What needs to be done: Please transcribe, word for word, the line containing "Can you find the work" and every line after it through the end of the records below, and nothing else.

Data for processing:

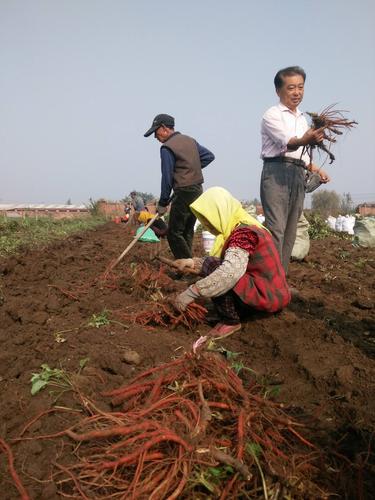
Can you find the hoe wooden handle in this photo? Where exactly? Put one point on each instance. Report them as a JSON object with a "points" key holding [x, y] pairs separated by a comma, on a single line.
{"points": [[141, 233], [172, 263]]}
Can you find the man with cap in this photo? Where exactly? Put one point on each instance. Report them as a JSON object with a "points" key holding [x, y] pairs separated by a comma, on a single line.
{"points": [[182, 160]]}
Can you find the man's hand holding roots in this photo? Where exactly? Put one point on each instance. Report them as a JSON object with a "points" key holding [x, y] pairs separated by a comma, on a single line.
{"points": [[182, 300], [186, 266]]}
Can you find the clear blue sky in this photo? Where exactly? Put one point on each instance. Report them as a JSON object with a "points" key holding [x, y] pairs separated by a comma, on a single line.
{"points": [[81, 81]]}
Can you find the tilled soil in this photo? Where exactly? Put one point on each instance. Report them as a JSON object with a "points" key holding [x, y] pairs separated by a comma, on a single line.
{"points": [[319, 352]]}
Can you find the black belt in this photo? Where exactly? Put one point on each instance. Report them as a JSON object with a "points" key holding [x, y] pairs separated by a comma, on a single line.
{"points": [[286, 159]]}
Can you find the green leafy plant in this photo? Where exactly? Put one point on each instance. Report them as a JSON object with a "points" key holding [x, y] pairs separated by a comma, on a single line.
{"points": [[98, 320], [102, 319], [213, 476], [49, 376]]}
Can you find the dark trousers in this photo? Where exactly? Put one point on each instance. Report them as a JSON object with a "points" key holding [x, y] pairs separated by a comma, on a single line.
{"points": [[181, 221], [282, 192]]}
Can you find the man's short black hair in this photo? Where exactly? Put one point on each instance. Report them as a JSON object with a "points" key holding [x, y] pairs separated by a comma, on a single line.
{"points": [[289, 71]]}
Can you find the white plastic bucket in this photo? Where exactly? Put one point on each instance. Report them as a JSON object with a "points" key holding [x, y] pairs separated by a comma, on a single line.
{"points": [[208, 240]]}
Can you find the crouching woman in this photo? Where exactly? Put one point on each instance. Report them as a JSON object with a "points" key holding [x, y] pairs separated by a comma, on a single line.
{"points": [[243, 272]]}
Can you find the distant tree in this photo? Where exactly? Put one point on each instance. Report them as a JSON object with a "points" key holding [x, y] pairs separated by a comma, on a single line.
{"points": [[147, 197], [326, 202], [347, 206]]}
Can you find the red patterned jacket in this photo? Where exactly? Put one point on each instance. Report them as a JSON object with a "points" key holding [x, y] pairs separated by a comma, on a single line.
{"points": [[264, 285]]}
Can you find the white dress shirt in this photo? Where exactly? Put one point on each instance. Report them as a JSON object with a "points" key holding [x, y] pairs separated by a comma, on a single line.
{"points": [[279, 125]]}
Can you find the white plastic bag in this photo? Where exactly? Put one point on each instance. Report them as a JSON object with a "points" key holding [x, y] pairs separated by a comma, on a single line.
{"points": [[302, 244], [364, 232]]}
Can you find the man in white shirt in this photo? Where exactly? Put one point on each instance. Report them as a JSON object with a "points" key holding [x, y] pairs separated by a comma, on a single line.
{"points": [[284, 134]]}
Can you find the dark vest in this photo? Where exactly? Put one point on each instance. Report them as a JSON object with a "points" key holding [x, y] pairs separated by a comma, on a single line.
{"points": [[188, 170]]}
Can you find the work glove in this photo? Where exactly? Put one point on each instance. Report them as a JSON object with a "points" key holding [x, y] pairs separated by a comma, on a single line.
{"points": [[184, 265], [185, 298], [161, 210]]}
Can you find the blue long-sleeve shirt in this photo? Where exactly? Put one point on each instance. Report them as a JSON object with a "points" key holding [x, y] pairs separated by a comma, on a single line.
{"points": [[168, 162]]}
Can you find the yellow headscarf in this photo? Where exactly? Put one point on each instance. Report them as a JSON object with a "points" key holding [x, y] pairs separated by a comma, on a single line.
{"points": [[223, 212], [144, 217]]}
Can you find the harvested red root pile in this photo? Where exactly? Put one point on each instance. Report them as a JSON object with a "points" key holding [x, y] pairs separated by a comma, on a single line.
{"points": [[164, 314], [189, 429]]}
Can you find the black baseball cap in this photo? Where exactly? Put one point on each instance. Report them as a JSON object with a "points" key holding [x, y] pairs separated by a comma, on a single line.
{"points": [[158, 121]]}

Expected output:
Can you find the work glove in this photo? Where exactly? Put one point on each instance. Report them as a JSON object with a "points" key holding [x, y] pairs separated by a comma, on a single line.
{"points": [[184, 265], [185, 298], [161, 210]]}
Can you find the blue long-sleeve shirt in this photo? Where exactly? Put one point on each instance. Report them as a JSON object with a "points" key holding [x, y] pairs separated by a comma, on a single line.
{"points": [[168, 162]]}
Can you find the yellow headscarf in this photo? Where exactly? Put one point on each instance. Report them as a JSON object with a "points" key holding [x, y] pairs separated by a comma, on a single line.
{"points": [[223, 212], [144, 217]]}
Can you find the harvested red root pile in this photo? Where exactly? Put one point on each instance. Report them as a JSON object with a "points" key holding [x, y] pairs separated by a comma, on a single line.
{"points": [[164, 314], [189, 429]]}
Can you find the black baseball cap in this photo? Where exactly? Put one point on each instance. Report them as a JSON object with a "points" key holding [x, y] pairs separated by a comma, on a single line.
{"points": [[158, 121]]}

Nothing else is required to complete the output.